§ TO DO:
Starting with the row that contains "turquoise water in the photo above." and going on through the end of the rows, write those rows out again with "turquoise" replaced by "teal" and everything else unchanged.

§ RECORDS FOR THE TASK:
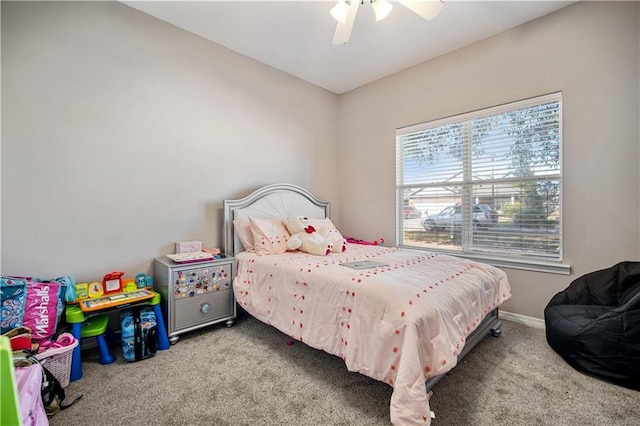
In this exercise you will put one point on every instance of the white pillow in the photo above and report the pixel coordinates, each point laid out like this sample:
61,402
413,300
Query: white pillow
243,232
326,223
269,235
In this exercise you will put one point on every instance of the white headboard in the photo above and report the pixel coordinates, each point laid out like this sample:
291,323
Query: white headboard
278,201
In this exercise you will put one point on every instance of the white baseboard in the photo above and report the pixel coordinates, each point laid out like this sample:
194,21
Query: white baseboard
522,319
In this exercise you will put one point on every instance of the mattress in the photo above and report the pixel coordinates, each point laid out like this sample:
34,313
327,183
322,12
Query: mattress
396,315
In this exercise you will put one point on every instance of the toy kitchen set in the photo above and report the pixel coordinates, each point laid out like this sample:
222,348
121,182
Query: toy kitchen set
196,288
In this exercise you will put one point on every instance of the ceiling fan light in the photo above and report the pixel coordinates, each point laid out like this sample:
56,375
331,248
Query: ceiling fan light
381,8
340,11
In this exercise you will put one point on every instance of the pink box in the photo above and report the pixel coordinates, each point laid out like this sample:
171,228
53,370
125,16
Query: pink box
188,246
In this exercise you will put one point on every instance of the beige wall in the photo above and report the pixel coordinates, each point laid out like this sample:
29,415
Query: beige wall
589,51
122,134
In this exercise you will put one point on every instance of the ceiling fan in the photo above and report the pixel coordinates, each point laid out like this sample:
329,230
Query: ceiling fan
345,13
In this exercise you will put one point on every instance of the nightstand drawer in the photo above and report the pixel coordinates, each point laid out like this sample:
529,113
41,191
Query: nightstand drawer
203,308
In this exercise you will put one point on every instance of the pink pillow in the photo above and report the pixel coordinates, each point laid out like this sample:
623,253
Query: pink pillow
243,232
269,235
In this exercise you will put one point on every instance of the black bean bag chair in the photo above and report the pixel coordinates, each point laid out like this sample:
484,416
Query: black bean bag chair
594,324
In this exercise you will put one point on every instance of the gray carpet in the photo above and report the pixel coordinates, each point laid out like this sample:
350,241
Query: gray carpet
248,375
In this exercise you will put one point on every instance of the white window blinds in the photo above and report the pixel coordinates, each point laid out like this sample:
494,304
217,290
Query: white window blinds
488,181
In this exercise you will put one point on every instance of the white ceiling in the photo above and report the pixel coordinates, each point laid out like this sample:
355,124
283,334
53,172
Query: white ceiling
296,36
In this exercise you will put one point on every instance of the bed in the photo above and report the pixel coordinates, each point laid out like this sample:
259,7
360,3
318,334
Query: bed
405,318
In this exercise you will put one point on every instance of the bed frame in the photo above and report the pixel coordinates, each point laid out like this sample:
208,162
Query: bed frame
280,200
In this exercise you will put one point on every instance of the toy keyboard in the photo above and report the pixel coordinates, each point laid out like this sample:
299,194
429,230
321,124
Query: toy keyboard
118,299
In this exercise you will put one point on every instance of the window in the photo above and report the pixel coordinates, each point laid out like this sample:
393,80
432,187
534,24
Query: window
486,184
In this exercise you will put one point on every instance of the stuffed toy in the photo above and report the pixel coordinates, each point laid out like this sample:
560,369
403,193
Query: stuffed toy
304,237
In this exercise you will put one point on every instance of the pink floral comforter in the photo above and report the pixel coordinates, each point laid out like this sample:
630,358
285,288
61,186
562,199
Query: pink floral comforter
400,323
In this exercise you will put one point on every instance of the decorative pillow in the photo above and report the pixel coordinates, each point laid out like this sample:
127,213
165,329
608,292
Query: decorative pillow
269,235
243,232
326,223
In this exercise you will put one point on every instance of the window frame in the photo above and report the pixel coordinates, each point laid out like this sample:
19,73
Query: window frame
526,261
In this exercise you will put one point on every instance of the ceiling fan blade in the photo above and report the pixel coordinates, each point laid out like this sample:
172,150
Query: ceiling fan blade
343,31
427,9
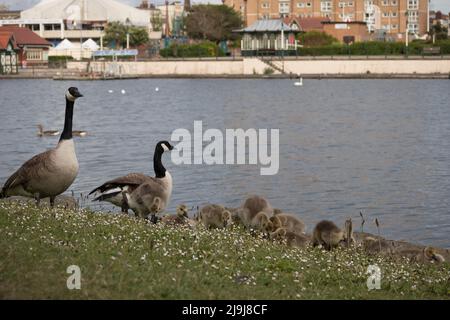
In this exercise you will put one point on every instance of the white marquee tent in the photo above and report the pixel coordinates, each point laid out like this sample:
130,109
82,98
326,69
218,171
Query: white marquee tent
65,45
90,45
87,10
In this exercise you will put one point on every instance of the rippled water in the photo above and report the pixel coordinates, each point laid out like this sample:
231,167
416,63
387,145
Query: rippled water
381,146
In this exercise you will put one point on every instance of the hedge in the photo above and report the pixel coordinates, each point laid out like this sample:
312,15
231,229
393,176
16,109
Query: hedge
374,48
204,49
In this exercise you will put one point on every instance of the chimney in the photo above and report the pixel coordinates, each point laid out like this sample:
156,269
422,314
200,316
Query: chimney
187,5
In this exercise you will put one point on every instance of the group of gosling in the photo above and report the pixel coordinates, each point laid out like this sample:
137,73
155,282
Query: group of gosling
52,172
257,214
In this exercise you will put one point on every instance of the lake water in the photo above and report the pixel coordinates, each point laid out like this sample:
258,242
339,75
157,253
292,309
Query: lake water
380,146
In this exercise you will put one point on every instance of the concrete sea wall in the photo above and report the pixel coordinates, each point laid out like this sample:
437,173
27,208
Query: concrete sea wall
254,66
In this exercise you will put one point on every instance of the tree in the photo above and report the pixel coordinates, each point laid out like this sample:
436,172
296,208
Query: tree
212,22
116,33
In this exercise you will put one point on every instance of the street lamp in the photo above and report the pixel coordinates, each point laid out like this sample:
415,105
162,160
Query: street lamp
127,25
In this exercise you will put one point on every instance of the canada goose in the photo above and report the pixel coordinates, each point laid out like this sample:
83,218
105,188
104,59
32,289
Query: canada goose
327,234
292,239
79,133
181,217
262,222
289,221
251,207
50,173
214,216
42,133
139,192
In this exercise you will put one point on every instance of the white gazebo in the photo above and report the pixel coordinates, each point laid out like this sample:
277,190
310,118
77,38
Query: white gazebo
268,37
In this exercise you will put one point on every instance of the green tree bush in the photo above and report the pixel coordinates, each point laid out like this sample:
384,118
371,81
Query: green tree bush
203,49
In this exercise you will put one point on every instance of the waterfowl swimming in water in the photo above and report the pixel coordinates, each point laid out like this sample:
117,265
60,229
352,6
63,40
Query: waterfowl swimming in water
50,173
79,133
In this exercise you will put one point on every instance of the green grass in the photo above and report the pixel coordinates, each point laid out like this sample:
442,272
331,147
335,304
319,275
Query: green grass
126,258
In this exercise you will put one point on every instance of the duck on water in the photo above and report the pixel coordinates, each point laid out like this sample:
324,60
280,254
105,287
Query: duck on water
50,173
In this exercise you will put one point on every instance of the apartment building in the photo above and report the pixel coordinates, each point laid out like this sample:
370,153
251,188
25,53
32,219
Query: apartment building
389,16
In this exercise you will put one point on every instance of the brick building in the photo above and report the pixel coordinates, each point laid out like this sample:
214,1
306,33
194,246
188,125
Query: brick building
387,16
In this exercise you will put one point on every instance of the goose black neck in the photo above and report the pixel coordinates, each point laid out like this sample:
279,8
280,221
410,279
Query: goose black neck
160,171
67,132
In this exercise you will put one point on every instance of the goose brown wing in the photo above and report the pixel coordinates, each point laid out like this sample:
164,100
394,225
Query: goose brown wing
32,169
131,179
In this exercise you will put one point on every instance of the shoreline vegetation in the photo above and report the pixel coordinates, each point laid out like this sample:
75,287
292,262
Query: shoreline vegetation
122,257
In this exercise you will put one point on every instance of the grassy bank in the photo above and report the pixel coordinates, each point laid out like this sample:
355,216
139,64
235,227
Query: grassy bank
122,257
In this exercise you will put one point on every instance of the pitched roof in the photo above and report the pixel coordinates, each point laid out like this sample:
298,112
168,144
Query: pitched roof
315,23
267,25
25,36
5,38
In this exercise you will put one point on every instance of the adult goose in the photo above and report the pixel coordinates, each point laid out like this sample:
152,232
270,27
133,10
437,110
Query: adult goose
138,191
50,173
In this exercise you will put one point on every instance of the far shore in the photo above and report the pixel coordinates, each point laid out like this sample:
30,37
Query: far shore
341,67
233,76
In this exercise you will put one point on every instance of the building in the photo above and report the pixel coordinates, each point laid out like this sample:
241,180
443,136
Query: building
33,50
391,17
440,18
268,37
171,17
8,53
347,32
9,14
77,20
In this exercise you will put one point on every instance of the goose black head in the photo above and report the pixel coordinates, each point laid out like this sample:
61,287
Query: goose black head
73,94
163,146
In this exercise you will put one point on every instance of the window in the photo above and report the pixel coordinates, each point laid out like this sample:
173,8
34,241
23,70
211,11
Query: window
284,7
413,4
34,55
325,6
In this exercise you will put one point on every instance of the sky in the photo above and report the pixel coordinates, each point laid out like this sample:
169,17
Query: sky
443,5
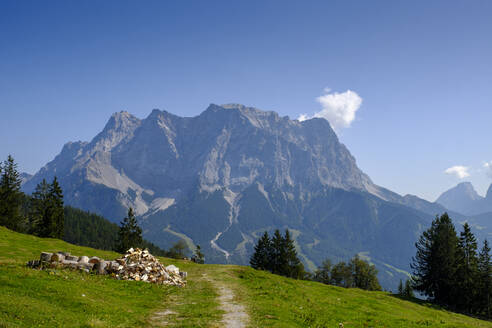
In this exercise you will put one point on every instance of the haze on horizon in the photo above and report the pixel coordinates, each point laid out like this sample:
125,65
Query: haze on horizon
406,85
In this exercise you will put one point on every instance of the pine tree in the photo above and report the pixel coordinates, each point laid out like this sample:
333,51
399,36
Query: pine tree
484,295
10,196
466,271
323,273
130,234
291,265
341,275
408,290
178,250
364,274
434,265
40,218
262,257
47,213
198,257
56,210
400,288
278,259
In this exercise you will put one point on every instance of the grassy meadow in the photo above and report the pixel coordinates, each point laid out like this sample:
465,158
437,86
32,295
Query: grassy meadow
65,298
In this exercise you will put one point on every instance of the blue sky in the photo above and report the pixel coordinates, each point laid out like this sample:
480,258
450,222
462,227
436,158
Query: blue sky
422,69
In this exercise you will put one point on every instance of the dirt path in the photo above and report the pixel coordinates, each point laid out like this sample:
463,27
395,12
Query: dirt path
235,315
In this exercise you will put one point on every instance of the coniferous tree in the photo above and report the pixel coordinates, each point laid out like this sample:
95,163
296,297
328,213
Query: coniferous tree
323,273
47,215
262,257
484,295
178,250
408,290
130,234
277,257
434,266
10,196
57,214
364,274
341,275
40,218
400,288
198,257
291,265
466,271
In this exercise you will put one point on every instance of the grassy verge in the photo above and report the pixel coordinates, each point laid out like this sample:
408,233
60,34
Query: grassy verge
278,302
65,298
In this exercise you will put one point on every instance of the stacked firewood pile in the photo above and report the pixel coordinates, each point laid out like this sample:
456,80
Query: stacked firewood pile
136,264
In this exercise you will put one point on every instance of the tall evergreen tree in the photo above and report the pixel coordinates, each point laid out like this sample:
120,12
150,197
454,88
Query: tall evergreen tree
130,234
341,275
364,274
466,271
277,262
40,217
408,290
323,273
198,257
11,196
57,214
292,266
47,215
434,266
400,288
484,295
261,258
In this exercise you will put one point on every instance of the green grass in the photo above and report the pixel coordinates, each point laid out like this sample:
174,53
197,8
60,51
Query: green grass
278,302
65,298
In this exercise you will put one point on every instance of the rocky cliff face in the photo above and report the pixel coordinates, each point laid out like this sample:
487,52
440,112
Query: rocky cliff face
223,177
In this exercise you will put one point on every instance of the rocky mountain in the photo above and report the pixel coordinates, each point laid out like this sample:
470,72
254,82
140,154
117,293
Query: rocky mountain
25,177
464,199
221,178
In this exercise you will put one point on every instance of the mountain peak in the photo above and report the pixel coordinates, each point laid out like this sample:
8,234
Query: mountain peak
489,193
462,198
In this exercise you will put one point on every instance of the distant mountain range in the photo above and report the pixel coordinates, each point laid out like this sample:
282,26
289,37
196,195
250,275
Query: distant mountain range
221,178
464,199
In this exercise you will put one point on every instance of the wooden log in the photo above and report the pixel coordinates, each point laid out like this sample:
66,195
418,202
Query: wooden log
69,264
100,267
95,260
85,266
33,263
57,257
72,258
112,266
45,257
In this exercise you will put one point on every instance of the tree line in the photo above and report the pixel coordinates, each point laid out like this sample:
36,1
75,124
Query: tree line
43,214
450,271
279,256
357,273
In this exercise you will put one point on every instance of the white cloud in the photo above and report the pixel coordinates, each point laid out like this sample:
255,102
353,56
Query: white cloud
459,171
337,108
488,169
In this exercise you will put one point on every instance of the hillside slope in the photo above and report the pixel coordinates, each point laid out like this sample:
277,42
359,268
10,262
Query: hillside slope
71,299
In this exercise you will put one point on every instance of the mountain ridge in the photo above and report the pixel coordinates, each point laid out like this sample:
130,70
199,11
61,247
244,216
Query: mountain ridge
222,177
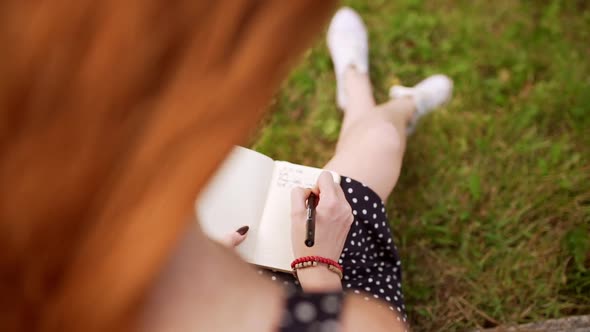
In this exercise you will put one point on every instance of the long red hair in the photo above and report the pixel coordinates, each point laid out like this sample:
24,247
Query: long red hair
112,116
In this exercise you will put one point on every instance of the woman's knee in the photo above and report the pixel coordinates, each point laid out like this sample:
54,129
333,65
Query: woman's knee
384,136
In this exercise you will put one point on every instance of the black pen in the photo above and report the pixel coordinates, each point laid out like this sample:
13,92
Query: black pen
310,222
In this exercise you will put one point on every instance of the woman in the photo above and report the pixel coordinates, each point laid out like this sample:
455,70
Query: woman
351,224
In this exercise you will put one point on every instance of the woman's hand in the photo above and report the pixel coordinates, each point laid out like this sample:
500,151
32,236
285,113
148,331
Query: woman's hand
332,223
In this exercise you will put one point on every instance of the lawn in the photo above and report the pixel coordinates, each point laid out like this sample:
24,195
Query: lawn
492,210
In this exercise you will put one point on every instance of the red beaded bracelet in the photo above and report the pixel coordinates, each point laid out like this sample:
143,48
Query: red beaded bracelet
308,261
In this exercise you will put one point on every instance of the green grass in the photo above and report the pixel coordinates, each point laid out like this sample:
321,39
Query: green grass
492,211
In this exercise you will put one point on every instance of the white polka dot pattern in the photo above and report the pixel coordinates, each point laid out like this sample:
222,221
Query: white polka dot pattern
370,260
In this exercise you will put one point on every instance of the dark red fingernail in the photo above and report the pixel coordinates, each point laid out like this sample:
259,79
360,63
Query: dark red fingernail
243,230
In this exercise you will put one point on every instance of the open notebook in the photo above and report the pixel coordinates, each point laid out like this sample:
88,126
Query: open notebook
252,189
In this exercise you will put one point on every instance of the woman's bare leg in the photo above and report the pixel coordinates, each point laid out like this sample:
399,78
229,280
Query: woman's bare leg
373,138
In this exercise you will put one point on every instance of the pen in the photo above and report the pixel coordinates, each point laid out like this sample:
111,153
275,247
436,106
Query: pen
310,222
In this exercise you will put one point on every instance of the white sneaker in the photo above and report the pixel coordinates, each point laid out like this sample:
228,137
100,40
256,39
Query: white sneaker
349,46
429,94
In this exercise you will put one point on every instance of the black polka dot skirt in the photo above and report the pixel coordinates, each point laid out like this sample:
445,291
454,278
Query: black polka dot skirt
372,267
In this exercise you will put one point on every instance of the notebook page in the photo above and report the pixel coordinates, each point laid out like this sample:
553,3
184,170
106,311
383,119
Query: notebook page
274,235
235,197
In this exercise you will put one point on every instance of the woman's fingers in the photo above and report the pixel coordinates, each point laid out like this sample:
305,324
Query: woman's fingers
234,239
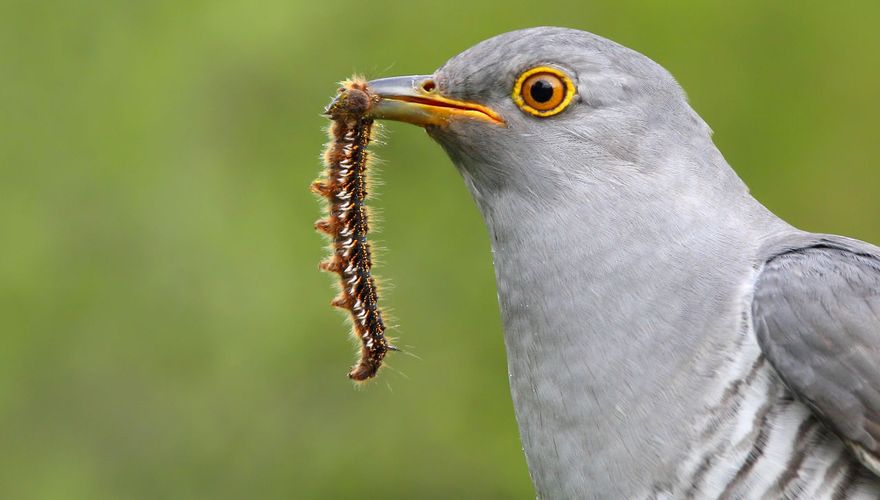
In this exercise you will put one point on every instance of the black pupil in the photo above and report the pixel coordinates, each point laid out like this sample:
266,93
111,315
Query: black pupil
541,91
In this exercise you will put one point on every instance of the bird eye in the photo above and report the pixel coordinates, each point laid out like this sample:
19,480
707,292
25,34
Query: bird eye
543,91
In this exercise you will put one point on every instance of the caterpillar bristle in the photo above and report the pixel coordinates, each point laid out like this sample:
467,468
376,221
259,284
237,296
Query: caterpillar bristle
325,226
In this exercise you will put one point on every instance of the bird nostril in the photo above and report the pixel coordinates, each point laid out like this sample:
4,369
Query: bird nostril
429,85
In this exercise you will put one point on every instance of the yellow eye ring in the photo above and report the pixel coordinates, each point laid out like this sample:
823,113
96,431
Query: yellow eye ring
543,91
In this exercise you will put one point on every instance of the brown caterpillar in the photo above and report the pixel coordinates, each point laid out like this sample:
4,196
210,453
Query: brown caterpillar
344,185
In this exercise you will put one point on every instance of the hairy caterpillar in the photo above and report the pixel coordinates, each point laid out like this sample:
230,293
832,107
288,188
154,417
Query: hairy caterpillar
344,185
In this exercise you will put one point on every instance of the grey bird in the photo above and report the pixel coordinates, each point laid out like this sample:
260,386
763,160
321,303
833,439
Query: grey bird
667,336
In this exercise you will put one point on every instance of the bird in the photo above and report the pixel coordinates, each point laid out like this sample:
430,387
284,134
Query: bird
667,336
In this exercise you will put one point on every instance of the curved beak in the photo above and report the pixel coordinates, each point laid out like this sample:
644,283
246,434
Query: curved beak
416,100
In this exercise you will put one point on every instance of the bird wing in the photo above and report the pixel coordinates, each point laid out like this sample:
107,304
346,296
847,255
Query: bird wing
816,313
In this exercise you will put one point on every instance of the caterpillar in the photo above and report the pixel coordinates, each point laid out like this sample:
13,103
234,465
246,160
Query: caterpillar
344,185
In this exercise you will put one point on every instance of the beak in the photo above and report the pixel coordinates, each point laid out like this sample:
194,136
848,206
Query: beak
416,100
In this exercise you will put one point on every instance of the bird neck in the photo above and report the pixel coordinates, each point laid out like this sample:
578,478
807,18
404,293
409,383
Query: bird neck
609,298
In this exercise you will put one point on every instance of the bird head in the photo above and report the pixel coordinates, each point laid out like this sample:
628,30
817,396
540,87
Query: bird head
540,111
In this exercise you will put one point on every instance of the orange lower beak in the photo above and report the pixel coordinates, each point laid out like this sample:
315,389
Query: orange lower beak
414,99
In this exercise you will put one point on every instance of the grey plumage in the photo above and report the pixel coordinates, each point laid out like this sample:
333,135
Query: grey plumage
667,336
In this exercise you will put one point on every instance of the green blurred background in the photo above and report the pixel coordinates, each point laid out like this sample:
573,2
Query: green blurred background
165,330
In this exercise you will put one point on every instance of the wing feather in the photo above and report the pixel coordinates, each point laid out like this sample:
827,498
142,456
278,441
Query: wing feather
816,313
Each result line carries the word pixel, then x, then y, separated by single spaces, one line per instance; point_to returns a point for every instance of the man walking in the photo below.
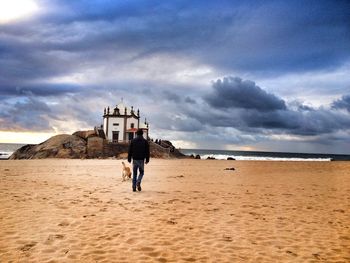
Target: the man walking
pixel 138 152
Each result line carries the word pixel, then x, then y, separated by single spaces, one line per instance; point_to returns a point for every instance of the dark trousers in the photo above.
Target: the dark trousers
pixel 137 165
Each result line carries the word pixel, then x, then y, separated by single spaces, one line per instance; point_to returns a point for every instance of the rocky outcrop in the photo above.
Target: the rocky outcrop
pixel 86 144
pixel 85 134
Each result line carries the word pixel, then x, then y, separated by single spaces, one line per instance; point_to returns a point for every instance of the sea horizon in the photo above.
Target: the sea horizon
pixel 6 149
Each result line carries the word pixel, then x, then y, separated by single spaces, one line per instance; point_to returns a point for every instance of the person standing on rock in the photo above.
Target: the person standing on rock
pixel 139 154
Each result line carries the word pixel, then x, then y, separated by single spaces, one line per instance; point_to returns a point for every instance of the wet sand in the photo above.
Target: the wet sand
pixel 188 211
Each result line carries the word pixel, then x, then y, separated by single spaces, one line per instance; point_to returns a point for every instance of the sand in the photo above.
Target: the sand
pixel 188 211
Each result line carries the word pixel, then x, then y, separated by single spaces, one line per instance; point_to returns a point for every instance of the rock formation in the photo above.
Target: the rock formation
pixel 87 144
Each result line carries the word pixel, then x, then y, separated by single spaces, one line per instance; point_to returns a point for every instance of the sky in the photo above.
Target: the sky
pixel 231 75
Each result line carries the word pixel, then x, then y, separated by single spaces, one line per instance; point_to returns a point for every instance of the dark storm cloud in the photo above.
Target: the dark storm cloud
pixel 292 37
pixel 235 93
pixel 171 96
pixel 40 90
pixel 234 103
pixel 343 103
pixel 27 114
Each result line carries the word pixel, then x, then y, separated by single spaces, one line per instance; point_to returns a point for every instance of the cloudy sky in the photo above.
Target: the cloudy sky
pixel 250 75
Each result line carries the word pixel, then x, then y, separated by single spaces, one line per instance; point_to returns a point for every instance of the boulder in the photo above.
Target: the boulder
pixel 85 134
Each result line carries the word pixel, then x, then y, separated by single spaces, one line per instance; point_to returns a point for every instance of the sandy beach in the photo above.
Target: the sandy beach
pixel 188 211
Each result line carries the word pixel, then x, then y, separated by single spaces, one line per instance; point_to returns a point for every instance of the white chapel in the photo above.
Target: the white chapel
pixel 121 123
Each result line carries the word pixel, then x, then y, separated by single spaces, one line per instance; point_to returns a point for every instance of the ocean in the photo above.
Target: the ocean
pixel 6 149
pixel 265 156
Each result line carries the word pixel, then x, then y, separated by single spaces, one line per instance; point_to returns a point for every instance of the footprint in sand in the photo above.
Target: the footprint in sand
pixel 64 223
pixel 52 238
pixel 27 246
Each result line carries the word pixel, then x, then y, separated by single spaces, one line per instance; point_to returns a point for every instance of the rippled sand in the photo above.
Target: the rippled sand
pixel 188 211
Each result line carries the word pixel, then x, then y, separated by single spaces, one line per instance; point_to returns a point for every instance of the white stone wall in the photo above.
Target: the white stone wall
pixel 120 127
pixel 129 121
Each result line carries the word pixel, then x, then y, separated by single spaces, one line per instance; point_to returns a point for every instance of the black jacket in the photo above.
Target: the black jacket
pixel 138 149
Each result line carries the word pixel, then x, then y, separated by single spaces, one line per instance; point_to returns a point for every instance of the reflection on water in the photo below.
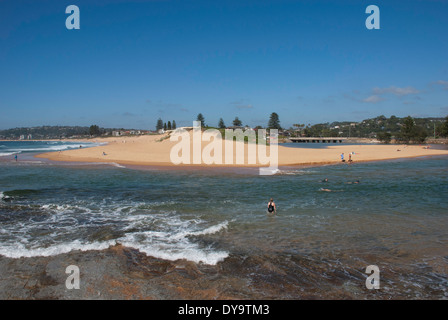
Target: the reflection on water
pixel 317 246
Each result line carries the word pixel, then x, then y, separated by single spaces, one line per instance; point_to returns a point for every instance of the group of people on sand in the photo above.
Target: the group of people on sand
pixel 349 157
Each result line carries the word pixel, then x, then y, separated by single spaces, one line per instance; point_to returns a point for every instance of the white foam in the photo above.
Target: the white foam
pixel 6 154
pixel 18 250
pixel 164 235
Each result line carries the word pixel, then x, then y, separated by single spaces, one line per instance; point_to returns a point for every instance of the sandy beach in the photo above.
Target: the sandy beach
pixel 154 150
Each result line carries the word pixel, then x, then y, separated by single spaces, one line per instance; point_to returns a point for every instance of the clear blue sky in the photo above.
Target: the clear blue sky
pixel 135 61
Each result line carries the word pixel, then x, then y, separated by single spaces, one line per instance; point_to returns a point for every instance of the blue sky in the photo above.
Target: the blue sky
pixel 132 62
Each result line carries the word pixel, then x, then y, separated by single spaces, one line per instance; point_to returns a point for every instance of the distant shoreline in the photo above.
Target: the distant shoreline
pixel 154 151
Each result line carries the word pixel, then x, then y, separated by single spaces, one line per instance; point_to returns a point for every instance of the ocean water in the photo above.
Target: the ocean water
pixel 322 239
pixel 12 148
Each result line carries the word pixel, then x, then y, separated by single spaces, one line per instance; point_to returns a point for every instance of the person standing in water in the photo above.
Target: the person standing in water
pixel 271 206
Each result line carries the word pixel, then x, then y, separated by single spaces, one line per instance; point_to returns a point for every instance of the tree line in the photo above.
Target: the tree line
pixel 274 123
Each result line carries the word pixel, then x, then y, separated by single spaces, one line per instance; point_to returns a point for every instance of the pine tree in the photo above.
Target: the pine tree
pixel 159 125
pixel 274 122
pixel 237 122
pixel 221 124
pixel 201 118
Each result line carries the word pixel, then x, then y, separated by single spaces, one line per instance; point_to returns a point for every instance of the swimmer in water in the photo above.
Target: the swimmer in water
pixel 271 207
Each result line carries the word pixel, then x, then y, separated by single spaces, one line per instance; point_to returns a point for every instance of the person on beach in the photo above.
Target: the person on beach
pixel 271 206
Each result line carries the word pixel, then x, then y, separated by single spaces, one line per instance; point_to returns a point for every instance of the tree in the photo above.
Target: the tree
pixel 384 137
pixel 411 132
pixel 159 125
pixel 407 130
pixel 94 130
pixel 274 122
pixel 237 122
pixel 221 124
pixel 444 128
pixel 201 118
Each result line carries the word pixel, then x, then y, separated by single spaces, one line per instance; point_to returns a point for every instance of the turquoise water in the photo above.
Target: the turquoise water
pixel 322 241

§ OUTPUT:
Each result line carries the word pixel, then x, then y, separated by single spaces, one line per instance; point_to returns a point for every instance of the teal water in the photo above.
Target: the teal water
pixel 322 241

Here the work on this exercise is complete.